**Problem statement**
Write the data out again exactly and in full.

**Given information**
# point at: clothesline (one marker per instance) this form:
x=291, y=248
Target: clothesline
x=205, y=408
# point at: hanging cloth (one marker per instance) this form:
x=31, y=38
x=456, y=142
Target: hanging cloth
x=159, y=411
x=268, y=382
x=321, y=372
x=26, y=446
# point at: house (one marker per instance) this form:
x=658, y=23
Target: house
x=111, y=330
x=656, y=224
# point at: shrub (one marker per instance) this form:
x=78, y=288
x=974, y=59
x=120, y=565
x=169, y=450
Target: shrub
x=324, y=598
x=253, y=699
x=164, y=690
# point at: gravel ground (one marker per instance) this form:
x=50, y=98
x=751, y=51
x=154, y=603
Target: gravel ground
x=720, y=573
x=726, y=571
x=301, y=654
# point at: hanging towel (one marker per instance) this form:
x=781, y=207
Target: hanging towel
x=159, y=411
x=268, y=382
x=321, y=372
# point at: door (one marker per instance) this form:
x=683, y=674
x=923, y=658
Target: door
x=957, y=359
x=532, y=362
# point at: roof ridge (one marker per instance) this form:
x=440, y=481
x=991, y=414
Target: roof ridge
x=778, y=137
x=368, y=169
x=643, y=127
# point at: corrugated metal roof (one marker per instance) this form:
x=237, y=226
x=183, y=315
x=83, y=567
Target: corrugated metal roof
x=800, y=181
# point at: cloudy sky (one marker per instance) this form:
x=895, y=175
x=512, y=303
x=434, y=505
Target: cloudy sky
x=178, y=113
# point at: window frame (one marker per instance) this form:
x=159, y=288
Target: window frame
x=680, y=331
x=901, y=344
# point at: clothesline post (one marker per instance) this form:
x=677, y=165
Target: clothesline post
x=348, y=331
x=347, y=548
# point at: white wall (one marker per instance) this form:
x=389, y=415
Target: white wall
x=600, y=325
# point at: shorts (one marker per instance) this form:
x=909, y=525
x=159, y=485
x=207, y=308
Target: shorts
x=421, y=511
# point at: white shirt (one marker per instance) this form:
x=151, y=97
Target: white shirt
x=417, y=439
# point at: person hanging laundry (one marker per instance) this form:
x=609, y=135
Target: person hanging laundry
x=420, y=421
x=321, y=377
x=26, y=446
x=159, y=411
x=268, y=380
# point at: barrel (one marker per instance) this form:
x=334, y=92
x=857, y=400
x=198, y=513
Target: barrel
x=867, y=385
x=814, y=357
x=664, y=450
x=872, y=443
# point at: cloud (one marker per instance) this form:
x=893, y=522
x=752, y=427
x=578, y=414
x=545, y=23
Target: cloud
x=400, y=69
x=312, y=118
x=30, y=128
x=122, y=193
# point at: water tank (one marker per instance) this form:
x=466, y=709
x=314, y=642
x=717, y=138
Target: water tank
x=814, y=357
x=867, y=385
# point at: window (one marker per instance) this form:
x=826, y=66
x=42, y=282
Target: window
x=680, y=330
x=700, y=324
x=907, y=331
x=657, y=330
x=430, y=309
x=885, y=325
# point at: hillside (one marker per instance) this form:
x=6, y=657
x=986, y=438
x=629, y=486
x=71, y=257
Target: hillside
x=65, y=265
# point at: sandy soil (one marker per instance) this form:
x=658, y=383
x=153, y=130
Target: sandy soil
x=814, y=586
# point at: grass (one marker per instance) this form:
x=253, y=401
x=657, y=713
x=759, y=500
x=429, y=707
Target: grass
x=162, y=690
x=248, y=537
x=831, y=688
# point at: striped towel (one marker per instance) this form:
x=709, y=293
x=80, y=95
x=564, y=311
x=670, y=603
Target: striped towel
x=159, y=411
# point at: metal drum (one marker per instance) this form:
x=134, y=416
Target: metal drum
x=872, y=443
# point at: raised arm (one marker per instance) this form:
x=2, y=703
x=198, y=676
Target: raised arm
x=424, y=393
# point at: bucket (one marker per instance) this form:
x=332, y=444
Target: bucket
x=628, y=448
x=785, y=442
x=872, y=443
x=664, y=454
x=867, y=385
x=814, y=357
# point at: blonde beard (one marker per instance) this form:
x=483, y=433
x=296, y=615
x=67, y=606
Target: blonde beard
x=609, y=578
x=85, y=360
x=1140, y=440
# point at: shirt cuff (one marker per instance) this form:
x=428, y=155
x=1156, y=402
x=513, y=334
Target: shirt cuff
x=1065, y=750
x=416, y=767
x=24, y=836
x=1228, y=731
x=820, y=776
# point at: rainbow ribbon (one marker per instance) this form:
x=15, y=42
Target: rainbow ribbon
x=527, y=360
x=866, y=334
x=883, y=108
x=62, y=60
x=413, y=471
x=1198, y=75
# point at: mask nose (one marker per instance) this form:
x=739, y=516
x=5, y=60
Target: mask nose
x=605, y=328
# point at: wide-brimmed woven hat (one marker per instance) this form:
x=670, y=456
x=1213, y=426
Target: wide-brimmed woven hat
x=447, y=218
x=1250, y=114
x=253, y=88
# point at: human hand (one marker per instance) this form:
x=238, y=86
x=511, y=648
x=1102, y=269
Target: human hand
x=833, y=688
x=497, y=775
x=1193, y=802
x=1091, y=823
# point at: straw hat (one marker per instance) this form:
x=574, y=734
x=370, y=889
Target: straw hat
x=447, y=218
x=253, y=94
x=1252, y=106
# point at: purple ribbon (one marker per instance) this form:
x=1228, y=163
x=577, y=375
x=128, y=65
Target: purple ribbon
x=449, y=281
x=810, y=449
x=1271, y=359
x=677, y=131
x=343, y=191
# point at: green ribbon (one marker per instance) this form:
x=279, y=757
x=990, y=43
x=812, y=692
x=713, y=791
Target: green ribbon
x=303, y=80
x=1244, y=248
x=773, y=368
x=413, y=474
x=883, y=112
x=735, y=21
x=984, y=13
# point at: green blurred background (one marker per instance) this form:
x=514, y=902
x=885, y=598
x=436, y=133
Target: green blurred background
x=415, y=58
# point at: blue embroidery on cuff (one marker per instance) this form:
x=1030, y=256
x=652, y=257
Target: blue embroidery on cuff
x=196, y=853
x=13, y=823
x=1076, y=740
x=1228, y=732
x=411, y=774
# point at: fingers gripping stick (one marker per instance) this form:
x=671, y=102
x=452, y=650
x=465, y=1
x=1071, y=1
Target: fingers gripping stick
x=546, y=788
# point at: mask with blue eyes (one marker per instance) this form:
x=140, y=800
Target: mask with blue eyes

**Exercise answer**
# point at: clothesline (one marker per instance) this form:
x=291, y=248
Target: clothesline
x=205, y=408
# point at: hanging cloth (one marker per instance) this form:
x=31, y=38
x=456, y=142
Target: hanging cloth
x=159, y=411
x=268, y=382
x=321, y=372
x=26, y=446
# point at: house (one marker per instance) this form:
x=658, y=23
Target: house
x=111, y=330
x=656, y=224
# point at: shrub (one marker per instance) this form:
x=78, y=288
x=974, y=59
x=120, y=565
x=169, y=450
Target: shrub
x=324, y=598
x=253, y=699
x=164, y=690
# point at: gravel ground (one marker per instance) this form:
x=50, y=98
x=751, y=51
x=154, y=603
Target: gravel ground
x=720, y=573
x=726, y=571
x=301, y=654
# point at: hanging towel (one marker per instance) this form:
x=781, y=207
Target: hanging towel
x=159, y=411
x=268, y=382
x=321, y=372
# point at: door (one marker per instance) this form:
x=683, y=674
x=923, y=658
Target: door
x=957, y=359
x=532, y=362
# point at: roof ridge (one marker per instance) this form:
x=440, y=481
x=991, y=414
Target: roof ridge
x=778, y=137
x=368, y=169
x=643, y=127
# point at: corrugated metal roof (one marker per instance) this form:
x=237, y=226
x=183, y=315
x=83, y=567
Target: corrugated metal roof
x=800, y=181
# point at: cloudy sky (one marker per instance) this form:
x=895, y=175
x=512, y=303
x=434, y=505
Target: cloudy sky
x=178, y=113
# point at: window frame (one marker per instance) this form:
x=159, y=288
Target: window frame
x=680, y=331
x=901, y=344
# point at: clothesline post (one marker per instance) this form:
x=677, y=165
Target: clothesline post
x=348, y=331
x=347, y=548
# point at: white wall (one marker per instance) this form:
x=389, y=415
Target: white wall
x=600, y=325
# point at: shorts (one marker per instance) this form:
x=909, y=525
x=159, y=485
x=207, y=308
Target: shorts
x=421, y=511
# point at: white shirt (one marker per instance) this form:
x=151, y=97
Target: white shirt
x=417, y=439
# point at: person hanging laundry (one marker per instance) this form:
x=609, y=135
Target: person hanging laundry
x=420, y=421
x=321, y=377
x=26, y=446
x=159, y=411
x=268, y=380
# point at: barrel (one marker per instance) this form:
x=334, y=92
x=857, y=400
x=198, y=513
Target: barrel
x=867, y=385
x=814, y=357
x=664, y=450
x=872, y=443
# point at: cloud (one marker per instance) this form:
x=893, y=522
x=752, y=427
x=578, y=414
x=545, y=23
Target: cloud
x=400, y=69
x=312, y=118
x=30, y=128
x=122, y=193
# point at: water tank (one marker per instance) this form:
x=466, y=709
x=314, y=642
x=717, y=138
Target: water tank
x=814, y=357
x=867, y=385
# point at: window (one marker per instance) this form:
x=826, y=66
x=42, y=282
Target: window
x=680, y=330
x=700, y=324
x=907, y=331
x=657, y=330
x=430, y=309
x=885, y=325
# point at: hillside (one marker per instance) this form:
x=6, y=657
x=986, y=438
x=629, y=486
x=71, y=257
Target: hillside
x=65, y=265
# point at: sandy soil (one marker per instance) this form:
x=658, y=383
x=153, y=130
Target: sandy soil
x=814, y=586
# point at: grass (one marker per instance) this form:
x=253, y=401
x=657, y=713
x=759, y=500
x=429, y=707
Target: grass
x=162, y=690
x=248, y=537
x=831, y=688
# point at: striped towel (one marker per instance) this form:
x=709, y=293
x=80, y=95
x=564, y=311
x=670, y=603
Target: striped towel
x=159, y=411
# point at: metal drum (one marker per instance) this form:
x=134, y=416
Target: metal drum
x=872, y=443
# point at: raised arm (one marker per instance) this form:
x=2, y=703
x=198, y=676
Target: raised arm
x=424, y=393
# point at: bucket (one marker per instance) this form:
x=332, y=444
Target: bucket
x=628, y=448
x=785, y=442
x=872, y=443
x=664, y=454
x=867, y=385
x=814, y=357
# point at: blonde beard (one marker per instance) this form:
x=483, y=433
x=296, y=615
x=67, y=606
Target: blonde beard
x=609, y=578
x=85, y=360
x=1140, y=440
# point at: shirt cuff (one marker per instance) this form:
x=428, y=155
x=1156, y=402
x=513, y=334
Target: shirt cuff
x=1065, y=750
x=416, y=767
x=24, y=836
x=1228, y=731
x=820, y=776
# point at: rainbow ribbon (one marker per instance) this form:
x=15, y=42
Target: rainbow ribbon
x=527, y=360
x=866, y=334
x=883, y=108
x=62, y=60
x=413, y=471
x=1198, y=75
# point at: mask nose (one marker per instance) this form:
x=739, y=516
x=5, y=60
Target: mask nose
x=605, y=328
# point at: wide-brimmed woven hat (one marker per instance) this form:
x=670, y=456
x=1213, y=426
Target: wide-brimmed woven hat
x=447, y=218
x=1250, y=114
x=253, y=88
# point at: human hand (one marker per instance) this form:
x=238, y=86
x=511, y=648
x=1102, y=269
Target: human hand
x=833, y=688
x=497, y=775
x=1193, y=802
x=1091, y=823
# point at: straw hat (one marker per instance) this form:
x=574, y=734
x=370, y=889
Target: straw hat
x=447, y=218
x=253, y=94
x=1252, y=106
# point at: purple ribbon (one marker per instance) this form:
x=1228, y=163
x=577, y=375
x=128, y=65
Target: purple ribbon
x=449, y=281
x=810, y=449
x=1271, y=359
x=677, y=131
x=343, y=191
# point at: green ribbon (one marker per instance) this form:
x=279, y=757
x=990, y=43
x=812, y=692
x=713, y=791
Target: green ribbon
x=303, y=80
x=1244, y=248
x=773, y=368
x=413, y=474
x=883, y=112
x=735, y=21
x=984, y=13
# point at: green blurred background (one marker per instance) this form:
x=514, y=902
x=885, y=598
x=436, y=133
Target: green blurred background
x=415, y=58
# point at: blue embroidery on cuff (one marker per instance) this form:
x=1030, y=256
x=652, y=257
Target: blue embroidery on cuff
x=196, y=853
x=13, y=823
x=1076, y=740
x=1228, y=732
x=411, y=774
# point at: fingers gripping stick (one marker per instance) this form:
x=671, y=102
x=452, y=650
x=465, y=1
x=1071, y=1
Target: fingers gripping stick
x=546, y=788
# point at: mask with blue eyes (one marker per instance) this form:
x=140, y=800
Target: mask with blue eyes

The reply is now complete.